**Set task:** Gather every line of the data below that contains the word "protective", matching case exactly.

**Raw records:**
^^^^^^^^

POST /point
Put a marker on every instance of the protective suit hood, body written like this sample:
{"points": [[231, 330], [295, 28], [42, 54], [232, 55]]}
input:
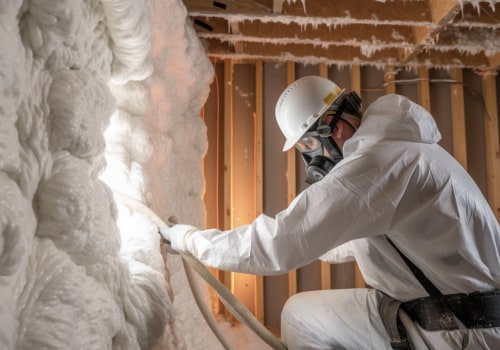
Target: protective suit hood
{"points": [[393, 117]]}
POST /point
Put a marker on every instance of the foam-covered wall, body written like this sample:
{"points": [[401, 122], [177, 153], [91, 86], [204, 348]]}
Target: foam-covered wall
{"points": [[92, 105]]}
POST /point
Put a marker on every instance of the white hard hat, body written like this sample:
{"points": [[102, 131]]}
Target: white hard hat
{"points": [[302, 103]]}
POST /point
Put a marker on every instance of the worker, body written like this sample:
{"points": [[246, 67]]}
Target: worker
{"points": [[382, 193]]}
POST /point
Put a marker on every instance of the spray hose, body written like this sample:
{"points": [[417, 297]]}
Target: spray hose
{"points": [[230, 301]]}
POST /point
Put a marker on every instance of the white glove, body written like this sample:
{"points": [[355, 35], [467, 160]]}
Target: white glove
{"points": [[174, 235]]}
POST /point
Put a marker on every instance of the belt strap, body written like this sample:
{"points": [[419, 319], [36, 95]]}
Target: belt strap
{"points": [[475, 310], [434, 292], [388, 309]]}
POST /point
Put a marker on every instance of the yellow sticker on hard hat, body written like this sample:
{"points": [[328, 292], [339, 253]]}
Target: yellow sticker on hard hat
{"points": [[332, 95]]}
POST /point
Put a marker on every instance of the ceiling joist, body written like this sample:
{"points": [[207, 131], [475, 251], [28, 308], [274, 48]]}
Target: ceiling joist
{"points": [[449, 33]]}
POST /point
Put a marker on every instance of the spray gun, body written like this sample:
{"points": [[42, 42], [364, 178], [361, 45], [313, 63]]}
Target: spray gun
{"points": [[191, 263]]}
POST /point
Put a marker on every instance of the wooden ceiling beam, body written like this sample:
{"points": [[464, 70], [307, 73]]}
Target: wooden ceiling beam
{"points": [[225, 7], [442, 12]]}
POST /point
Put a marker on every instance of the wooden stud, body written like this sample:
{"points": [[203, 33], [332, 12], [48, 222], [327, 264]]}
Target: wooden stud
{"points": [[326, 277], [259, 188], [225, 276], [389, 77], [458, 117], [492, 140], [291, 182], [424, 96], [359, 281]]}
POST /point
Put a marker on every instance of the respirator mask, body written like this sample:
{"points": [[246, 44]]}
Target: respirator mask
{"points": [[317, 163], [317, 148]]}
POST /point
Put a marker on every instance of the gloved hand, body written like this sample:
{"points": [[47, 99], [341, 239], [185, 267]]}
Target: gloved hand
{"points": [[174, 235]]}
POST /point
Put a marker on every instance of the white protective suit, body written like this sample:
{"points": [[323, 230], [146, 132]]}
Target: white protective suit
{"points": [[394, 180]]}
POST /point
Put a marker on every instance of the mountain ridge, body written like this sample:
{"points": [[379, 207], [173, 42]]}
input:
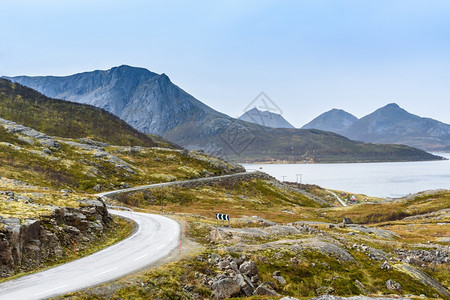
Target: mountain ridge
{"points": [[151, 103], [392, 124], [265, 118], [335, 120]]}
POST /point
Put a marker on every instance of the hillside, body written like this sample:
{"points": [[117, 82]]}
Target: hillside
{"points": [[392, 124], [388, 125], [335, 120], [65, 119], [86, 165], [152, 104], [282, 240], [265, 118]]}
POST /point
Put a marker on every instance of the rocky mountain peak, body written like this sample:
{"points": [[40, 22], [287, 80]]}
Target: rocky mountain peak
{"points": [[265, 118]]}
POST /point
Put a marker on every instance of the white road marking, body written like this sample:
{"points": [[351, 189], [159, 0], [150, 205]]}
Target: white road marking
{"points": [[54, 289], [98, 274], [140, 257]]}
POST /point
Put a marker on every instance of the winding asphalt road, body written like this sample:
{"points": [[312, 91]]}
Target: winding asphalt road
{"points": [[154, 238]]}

^^^^^^^^

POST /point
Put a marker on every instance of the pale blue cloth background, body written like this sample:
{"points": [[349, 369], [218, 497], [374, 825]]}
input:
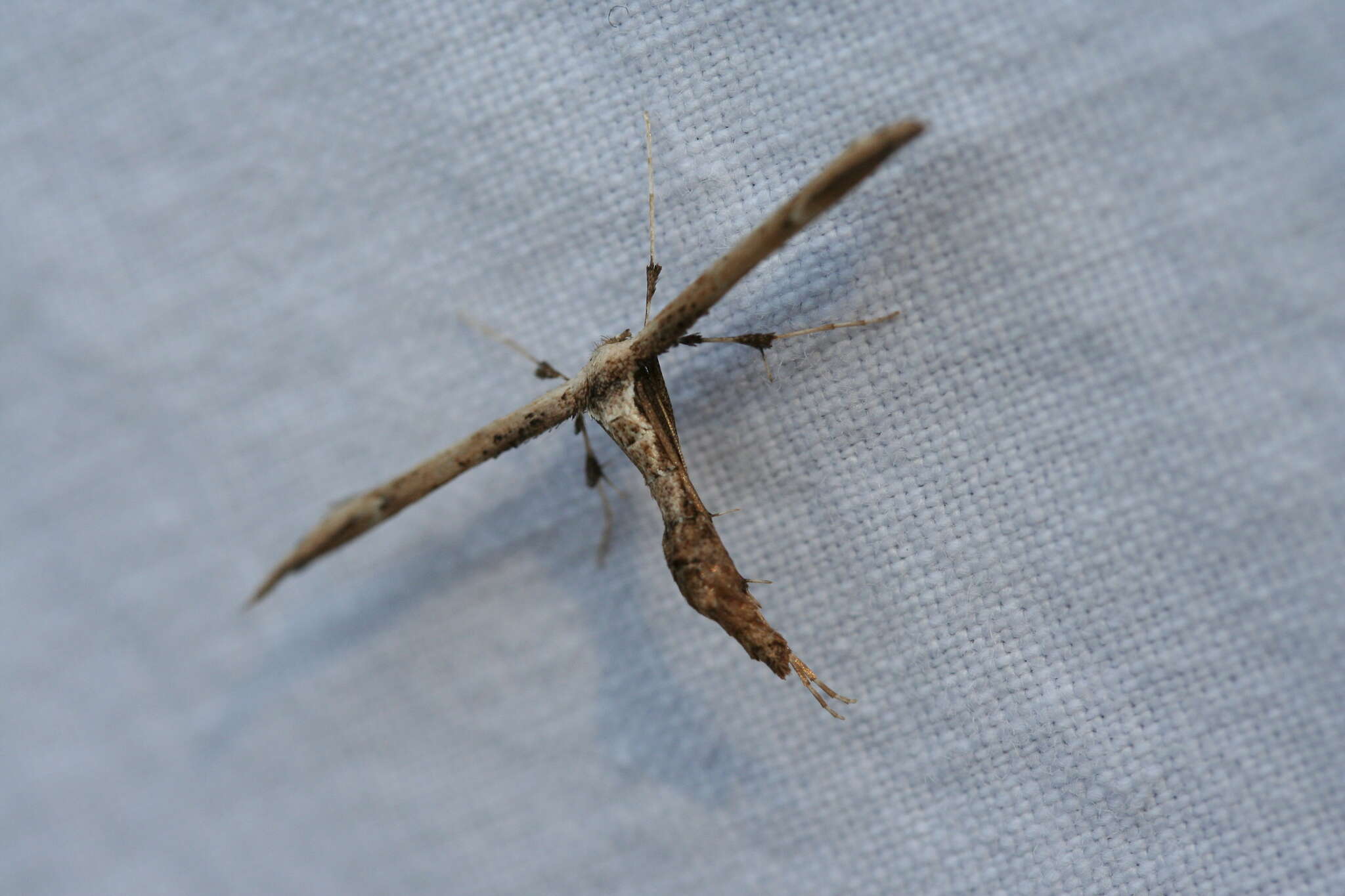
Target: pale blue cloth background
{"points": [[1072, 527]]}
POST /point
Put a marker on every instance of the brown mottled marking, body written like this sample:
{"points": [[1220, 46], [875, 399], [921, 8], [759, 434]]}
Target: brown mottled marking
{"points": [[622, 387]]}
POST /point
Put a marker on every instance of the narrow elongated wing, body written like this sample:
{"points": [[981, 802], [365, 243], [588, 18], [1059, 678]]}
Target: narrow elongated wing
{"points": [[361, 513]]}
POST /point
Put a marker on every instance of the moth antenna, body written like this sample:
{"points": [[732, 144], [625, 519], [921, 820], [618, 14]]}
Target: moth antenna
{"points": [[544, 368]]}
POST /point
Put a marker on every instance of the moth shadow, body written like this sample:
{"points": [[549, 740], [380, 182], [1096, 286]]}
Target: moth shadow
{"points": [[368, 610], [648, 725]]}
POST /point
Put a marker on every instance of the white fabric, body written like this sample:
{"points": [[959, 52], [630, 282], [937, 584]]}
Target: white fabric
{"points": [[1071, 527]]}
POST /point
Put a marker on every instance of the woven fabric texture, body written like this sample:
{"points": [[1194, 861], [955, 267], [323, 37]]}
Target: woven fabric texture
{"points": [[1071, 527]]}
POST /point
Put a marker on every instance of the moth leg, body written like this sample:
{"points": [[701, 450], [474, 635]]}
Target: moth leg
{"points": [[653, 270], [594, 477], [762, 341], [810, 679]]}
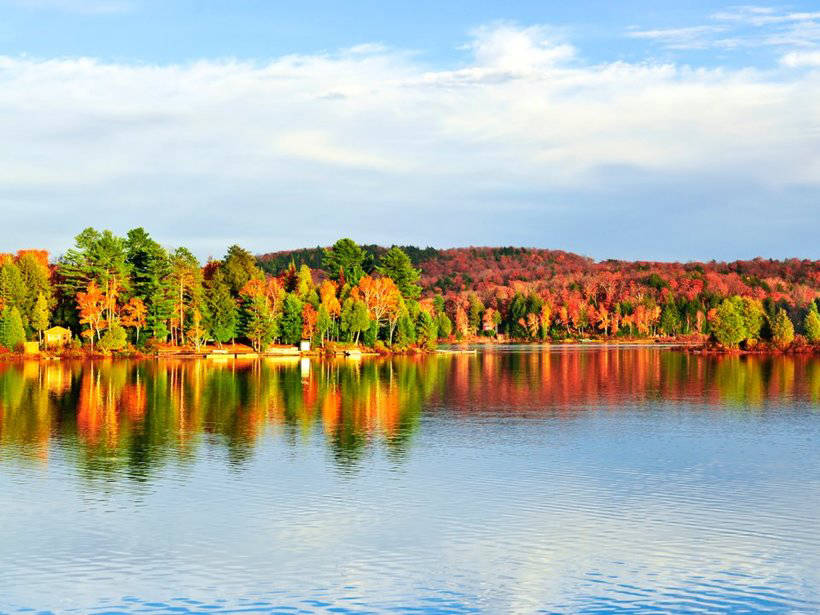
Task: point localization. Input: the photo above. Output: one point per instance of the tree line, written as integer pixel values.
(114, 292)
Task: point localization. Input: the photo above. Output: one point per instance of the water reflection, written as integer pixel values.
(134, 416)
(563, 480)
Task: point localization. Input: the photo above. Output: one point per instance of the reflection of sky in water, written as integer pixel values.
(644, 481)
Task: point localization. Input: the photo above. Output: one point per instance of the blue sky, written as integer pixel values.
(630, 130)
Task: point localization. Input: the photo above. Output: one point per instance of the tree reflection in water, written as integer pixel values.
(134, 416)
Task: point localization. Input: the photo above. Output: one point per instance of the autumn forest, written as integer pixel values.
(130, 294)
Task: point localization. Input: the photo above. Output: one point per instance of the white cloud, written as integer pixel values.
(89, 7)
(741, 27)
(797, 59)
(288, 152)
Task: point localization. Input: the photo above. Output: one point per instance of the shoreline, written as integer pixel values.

^^^^^^^^

**Completed task:**
Put a marker on every instance of the protective suit hood, body written like this sample:
Target: protective suit hood
Put a marker on every instance of the white protective suit, body written like this sample:
Target: white protective suit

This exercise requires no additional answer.